[Excerpts from a detection dataset]
::::::::

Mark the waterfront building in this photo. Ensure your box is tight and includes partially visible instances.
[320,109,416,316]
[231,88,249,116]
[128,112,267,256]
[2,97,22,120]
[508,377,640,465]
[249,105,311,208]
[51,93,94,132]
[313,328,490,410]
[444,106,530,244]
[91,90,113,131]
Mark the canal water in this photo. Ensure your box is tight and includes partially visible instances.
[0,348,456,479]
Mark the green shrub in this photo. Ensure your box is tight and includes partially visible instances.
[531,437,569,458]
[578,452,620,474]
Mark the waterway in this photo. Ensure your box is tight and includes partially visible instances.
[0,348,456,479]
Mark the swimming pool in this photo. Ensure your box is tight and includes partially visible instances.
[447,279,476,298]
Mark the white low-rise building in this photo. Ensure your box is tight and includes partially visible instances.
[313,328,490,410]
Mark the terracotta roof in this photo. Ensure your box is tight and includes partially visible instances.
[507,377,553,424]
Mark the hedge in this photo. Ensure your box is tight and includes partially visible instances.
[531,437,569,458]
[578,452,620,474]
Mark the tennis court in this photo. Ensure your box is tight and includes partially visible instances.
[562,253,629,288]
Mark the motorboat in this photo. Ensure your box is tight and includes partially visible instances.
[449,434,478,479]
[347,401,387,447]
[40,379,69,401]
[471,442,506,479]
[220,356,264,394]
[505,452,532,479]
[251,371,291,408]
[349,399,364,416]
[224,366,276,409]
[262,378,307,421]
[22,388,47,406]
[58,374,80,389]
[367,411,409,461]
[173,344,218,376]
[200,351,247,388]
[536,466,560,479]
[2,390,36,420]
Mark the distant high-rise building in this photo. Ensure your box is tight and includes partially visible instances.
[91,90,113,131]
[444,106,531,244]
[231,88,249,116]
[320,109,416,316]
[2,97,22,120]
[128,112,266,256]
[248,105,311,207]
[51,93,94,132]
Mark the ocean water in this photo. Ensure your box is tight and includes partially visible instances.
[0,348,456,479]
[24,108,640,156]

::::::::

Transcribe the listing above line for line, with no changes.

Mark the waterfront building in this photo. Ensure your box is tight and includes partially visible instances.
[320,109,416,316]
[231,88,249,116]
[128,112,267,256]
[2,97,22,120]
[508,377,640,465]
[249,105,311,208]
[51,93,94,132]
[313,328,490,410]
[444,106,530,244]
[91,90,113,131]
Mark the canal water in this photo. Ensure your box is tight and includes partially visible instances.
[0,348,456,479]
Mark the green shrub in this photo. Ensure your box is tight and includes partially visible instances.
[531,437,569,458]
[578,452,620,474]
Mark the waterway in this photo. Ensure your box is tight and includes partially visible instances.
[0,348,456,479]
Mark the swimming pool in this photo. Ensure your box is tight and includes partially visible instances.
[447,279,476,298]
Mark the white low-rise building in this photo. Ensure your box is tight and includes partially visible instances.
[313,328,490,410]
Mark the terracotta roof in this photo. Ensure your box is tight and includes partially visible instances.
[507,377,553,424]
Mark the hedge in this photo. Ensure your box is tight and includes partially visible instances.
[531,437,569,458]
[578,452,620,474]
Mark the tennis court in this photo. Ensure your box is tight and includes partially visible instances.
[562,253,629,288]
Mark the motorboat in this photo. Ensure your box is tight and includes partially visible instances.
[449,434,478,479]
[347,401,387,447]
[40,379,69,401]
[471,442,506,479]
[220,356,264,394]
[505,452,532,479]
[251,371,291,408]
[349,399,364,416]
[224,366,276,409]
[262,378,307,421]
[22,388,47,406]
[58,374,80,389]
[367,411,409,461]
[173,344,218,376]
[200,351,247,388]
[536,466,560,479]
[2,390,36,420]
Mark the distant high-rise building in this photo. Ensure your box is tight and includes partially visible instances.
[91,90,113,131]
[444,106,531,244]
[231,88,249,116]
[320,109,416,316]
[2,97,22,120]
[128,112,266,256]
[248,105,311,207]
[51,93,94,132]
Mark the ocean water in this photo. Ensure your box is tight and includes partially visible instances.
[0,348,456,479]
[24,108,640,156]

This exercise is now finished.